### Given entries
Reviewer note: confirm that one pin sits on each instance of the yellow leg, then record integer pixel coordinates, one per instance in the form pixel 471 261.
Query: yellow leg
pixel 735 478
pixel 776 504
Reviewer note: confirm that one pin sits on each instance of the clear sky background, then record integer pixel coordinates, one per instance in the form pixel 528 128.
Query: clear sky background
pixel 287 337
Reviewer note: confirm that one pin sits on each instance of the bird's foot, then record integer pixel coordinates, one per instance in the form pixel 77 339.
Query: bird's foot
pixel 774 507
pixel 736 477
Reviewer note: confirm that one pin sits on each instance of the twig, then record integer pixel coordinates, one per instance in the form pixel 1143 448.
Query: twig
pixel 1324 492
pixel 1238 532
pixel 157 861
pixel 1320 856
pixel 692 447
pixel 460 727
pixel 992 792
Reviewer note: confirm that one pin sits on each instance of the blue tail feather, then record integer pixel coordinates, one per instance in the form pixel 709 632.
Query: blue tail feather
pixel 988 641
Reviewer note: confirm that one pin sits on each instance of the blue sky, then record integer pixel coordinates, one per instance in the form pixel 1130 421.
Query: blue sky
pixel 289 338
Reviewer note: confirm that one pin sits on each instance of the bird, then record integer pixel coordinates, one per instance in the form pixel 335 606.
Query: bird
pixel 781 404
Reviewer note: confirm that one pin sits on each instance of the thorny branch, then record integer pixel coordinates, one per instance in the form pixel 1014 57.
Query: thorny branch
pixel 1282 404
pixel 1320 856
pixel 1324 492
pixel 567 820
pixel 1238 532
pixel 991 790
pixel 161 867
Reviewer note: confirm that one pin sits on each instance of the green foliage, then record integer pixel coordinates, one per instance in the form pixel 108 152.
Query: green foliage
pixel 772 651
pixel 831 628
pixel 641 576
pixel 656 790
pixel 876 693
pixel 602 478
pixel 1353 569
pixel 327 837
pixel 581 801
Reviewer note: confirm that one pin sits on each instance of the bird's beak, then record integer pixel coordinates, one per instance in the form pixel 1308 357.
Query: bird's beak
---
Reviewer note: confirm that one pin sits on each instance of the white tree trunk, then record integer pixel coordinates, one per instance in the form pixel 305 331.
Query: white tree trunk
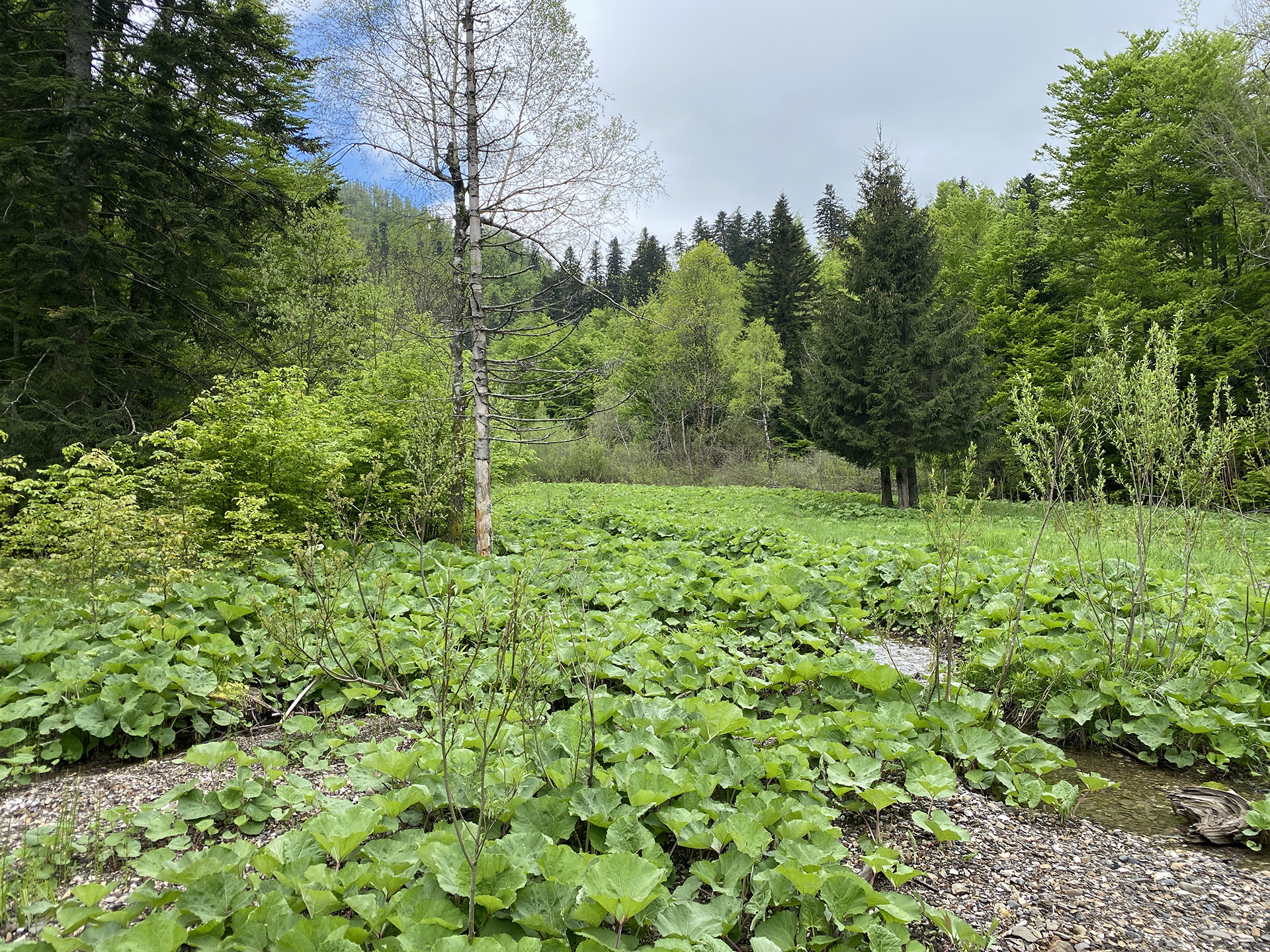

### Directive
Return every line in the records above that contains the string "clear". Case matters.

### Reply to the exercise
Reviewer note: confirm that one pin sits on each instance of the clear sky background, then record integer pixel coordinates, one per instance in the form pixel 528 128.
Query: clear sky background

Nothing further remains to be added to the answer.